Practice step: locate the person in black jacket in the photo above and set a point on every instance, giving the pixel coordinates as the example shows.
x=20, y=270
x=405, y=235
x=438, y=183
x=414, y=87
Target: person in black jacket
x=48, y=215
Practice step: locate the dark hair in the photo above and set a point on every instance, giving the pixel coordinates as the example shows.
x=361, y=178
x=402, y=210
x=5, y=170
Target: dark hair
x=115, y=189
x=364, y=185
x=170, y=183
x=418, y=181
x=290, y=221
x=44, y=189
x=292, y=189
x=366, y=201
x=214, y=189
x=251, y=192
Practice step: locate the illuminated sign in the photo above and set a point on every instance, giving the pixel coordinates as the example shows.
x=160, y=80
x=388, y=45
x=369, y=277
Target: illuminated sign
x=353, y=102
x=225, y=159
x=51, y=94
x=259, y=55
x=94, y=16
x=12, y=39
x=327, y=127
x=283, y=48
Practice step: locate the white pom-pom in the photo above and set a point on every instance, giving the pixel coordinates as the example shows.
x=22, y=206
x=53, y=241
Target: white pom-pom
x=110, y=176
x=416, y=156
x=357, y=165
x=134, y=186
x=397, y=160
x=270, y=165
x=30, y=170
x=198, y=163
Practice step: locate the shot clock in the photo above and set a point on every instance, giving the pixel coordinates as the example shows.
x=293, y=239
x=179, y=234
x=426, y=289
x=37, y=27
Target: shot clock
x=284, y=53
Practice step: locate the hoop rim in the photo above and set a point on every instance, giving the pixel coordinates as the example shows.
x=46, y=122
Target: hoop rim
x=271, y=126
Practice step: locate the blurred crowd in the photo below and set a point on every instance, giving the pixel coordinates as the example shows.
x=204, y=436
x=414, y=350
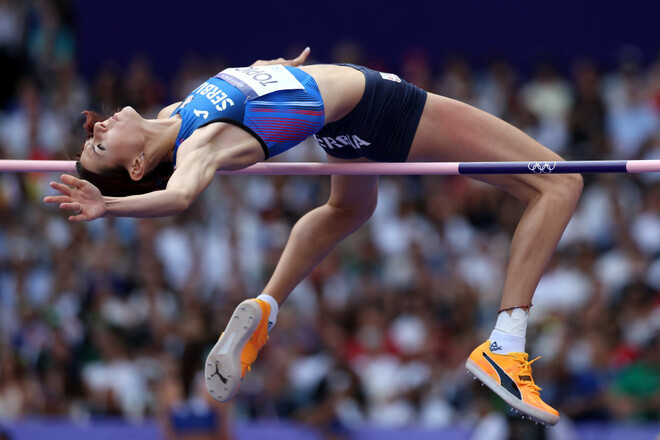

§ §

Exercise goal: Copy out each line of the entries above that contains the word "pixel".

The result:
Practice step: locate the person in black jacket in the photo above and set a point on every instance, giving the pixel coordinates as the example shows.
Practice step: locate the dark hair in the photo above and set a point on every instance, giving the pixel coordinates as the example shows.
Practice step: locate the illuminated sign in the photo above and set a point on every instance, giving the pixel coordinates as the example shows.
Practice step: locate the white pom-pom in the photo above and set a point on every instance, giving the pixel coordinates as the example shows.
Practice step: locate the shot clock in the photo above and set a point on every instance, giving the pixel coordinates as the example shows.
Practice step: locate the hoop rim in the photo above and set a point on every instance, giving the pixel coordinates as the example shows.
Practice step: locate the blurred crowd in the photo below and set a point on every instance, giving the pixel coordinates as the example shows.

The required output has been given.